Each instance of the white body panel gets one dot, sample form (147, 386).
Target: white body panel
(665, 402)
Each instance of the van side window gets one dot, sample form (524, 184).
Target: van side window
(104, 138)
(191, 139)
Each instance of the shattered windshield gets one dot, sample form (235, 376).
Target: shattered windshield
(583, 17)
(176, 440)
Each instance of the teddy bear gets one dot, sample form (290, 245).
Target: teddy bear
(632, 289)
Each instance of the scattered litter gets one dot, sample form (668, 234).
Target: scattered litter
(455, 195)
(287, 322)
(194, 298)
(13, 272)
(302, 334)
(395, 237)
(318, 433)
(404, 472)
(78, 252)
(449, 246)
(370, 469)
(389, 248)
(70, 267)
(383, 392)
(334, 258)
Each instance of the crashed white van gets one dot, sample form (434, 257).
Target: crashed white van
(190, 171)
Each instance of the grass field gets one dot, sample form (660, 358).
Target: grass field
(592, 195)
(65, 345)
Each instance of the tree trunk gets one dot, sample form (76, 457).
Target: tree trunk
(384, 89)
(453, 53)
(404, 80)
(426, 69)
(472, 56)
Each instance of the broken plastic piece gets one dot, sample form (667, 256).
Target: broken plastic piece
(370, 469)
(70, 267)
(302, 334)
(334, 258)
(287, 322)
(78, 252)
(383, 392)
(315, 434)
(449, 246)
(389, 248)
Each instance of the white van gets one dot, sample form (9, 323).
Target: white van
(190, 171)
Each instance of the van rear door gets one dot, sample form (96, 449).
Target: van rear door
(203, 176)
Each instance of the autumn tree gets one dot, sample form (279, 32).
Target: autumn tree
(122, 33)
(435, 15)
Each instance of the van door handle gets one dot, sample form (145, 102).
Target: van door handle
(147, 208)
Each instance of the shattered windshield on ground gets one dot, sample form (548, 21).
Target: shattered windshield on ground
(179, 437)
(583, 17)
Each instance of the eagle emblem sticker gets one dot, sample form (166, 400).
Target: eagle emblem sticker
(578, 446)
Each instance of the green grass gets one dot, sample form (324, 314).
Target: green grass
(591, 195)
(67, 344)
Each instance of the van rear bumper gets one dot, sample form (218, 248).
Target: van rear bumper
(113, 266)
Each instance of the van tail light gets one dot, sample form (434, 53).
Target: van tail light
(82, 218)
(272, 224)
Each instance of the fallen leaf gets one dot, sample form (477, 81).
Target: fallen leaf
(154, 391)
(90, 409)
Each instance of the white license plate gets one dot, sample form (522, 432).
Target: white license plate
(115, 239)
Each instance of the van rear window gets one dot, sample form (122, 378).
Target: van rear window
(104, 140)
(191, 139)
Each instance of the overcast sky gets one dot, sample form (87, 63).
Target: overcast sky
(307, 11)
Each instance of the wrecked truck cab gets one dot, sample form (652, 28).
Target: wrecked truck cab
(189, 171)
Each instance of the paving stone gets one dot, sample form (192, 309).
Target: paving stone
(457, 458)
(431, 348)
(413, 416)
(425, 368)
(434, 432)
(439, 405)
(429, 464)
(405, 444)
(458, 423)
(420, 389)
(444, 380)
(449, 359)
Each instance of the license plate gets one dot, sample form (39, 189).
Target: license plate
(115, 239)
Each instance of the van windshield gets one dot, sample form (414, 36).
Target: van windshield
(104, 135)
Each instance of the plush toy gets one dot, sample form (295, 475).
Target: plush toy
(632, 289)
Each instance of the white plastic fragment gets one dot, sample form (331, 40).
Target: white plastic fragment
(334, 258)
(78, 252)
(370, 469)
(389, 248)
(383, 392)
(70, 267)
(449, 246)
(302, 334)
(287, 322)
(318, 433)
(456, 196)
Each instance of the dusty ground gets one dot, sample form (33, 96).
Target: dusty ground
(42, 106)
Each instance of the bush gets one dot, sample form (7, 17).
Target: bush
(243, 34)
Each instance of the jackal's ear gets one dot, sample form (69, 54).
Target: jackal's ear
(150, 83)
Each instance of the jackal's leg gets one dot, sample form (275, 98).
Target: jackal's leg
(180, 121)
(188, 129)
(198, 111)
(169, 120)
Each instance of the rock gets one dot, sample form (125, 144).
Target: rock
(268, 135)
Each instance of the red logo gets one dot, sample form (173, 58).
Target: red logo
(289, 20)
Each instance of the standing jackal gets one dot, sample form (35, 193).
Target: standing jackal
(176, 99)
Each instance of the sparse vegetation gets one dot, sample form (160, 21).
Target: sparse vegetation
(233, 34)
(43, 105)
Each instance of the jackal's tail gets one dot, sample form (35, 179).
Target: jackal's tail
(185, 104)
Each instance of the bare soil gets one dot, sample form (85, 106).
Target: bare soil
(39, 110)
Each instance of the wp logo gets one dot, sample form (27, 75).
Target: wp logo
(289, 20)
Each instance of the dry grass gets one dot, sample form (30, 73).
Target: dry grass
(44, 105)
────────────────────
Exercise. Retype the material exactly.

Response to the task.
Each instance of the white body panel gets one dot, sample form (147, 386).
Target: white body panel
(665, 402)
Each instance of the van side window gets one dot, sample form (524, 184).
Target: van side window
(104, 138)
(191, 139)
Each instance of the shattered windshield gets one dot, sample form (235, 376).
Target: shattered windshield
(583, 17)
(176, 440)
Each instance of the teddy bear gets one dot, sample form (290, 245).
Target: teddy bear
(632, 289)
Each instance of the scattered litter gets one dot, sample form (668, 234).
Target: scattered litter
(455, 195)
(287, 322)
(194, 298)
(13, 272)
(302, 334)
(395, 237)
(318, 433)
(404, 472)
(78, 252)
(449, 246)
(370, 469)
(389, 248)
(70, 267)
(383, 392)
(334, 258)
Each instance of the crashed white van gets one dot, sample form (434, 257).
Target: crashed white van
(190, 171)
Each instance of the grass field gets one dot, sample form (660, 358).
Target: grass field
(592, 195)
(65, 345)
Each instance of the tree trunk gets one dot, sample form (76, 457).
Target: tree trunk
(384, 89)
(453, 53)
(404, 80)
(426, 69)
(472, 56)
Each instance of the broken plastic piece gets one dot, sample form (667, 256).
Target: broken plastic piece
(370, 469)
(70, 267)
(302, 334)
(334, 258)
(287, 322)
(78, 252)
(383, 392)
(315, 434)
(449, 246)
(389, 248)
Each instance of the white van gets one dot, sample form (9, 323).
Target: white van
(190, 171)
Each instance of the van rear door gets one dot, sample form (96, 449).
Target: van rear door
(203, 176)
Each instance of the autumn tree gets one dot, sample form (279, 32).
Target: autumn tree
(122, 33)
(435, 15)
Each instance of the van door handle gets one dot, sample form (145, 102).
Target: van door handle
(147, 208)
Each instance of the shattered windshield on ground gets one dot, sample form (548, 21).
Target: shattered windshield on ground
(179, 437)
(583, 17)
Each instance of the eagle emblem sticker gets one dot, sample form (166, 400).
Target: eagle emblem sticker
(578, 446)
Each instance of the green grass gets one dot, sample form (324, 314).
Target: green grass
(591, 195)
(67, 344)
Each instance of the van rear bumper gets one dot, sample form (218, 248).
Target: van rear bumper
(113, 266)
Each instance of the van tail light gets one dot, sample form (434, 53).
Target: van tail light
(82, 218)
(272, 224)
Each instance of the fallen leaf gets one dot, sample form (477, 81).
Target: fallen leaf
(154, 391)
(90, 409)
Each instance of the white license plate gets one dot, sample form (522, 432).
Target: white license plate
(115, 239)
Each instance of the van rear window gets one dot, sample form (122, 378).
Target: van rear window
(104, 140)
(191, 139)
Each instance of the overcast sky gets one dot, sample form (87, 63).
Target: overcast sky
(307, 11)
Each instance of the wrecked truck cab gets one dot, sample form (652, 28).
Target: wrecked truck cab
(189, 171)
Each instance of the paving stone gets one dot, sample form (192, 309).
Target: paving stone
(457, 458)
(431, 348)
(413, 416)
(425, 368)
(434, 432)
(439, 405)
(429, 464)
(405, 444)
(458, 423)
(420, 389)
(444, 380)
(449, 359)
Each instance of the license plate gets one dot, sample form (39, 189).
Target: license plate
(115, 239)
Each instance of the van windshield gets one dot, sample form (414, 36).
Target: van windshield
(104, 135)
Each instance of the plush toy gets one dot, sample form (295, 475).
Target: plush toy
(632, 289)
Each instance of the white plastic fragment gets one dot, sample form (331, 40).
Target: white plastic fragment
(334, 258)
(78, 252)
(370, 469)
(389, 248)
(383, 392)
(70, 267)
(449, 246)
(302, 334)
(287, 322)
(318, 433)
(456, 196)
Each instance of the dusty ground gets one dot, sample form (33, 96).
Target: dusty ground
(42, 106)
Each instance of the bush gets one dot, sample form (7, 17).
Target: bush
(243, 34)
Each instance of the jackal's ear gets one dot, sample form (69, 54).
Target: jackal's ear
(150, 83)
Each instance of the jackal's leg gets one dot, sample form (275, 98).
Target: jackal's leg
(180, 121)
(188, 129)
(198, 111)
(169, 120)
Each instance of the rock gets one dot, sample form (125, 144).
Target: rock
(268, 135)
Each instance of the red logo gets one dot, sample form (173, 58).
Target: red logo
(289, 20)
Each instance of the standing jackal gets one dot, sample form (35, 193).
Target: standing jackal
(176, 99)
Each instance of the sparse vegetation gets one dot, sample form (160, 21).
Target: sparse vegetation
(233, 34)
(43, 105)
Each instance of the jackal's tail gets one dot, sample form (35, 179).
Target: jackal's tail
(185, 104)
Each instance of the bare soil gets one dot, sample form (85, 106).
Target: bare soil
(39, 110)
Each instance of the wp logo gets one dot, sample form (27, 75).
Target: wp logo
(289, 20)
Each instance of the dry grass gets one dot, sample form (30, 73).
Target: dry grass
(44, 105)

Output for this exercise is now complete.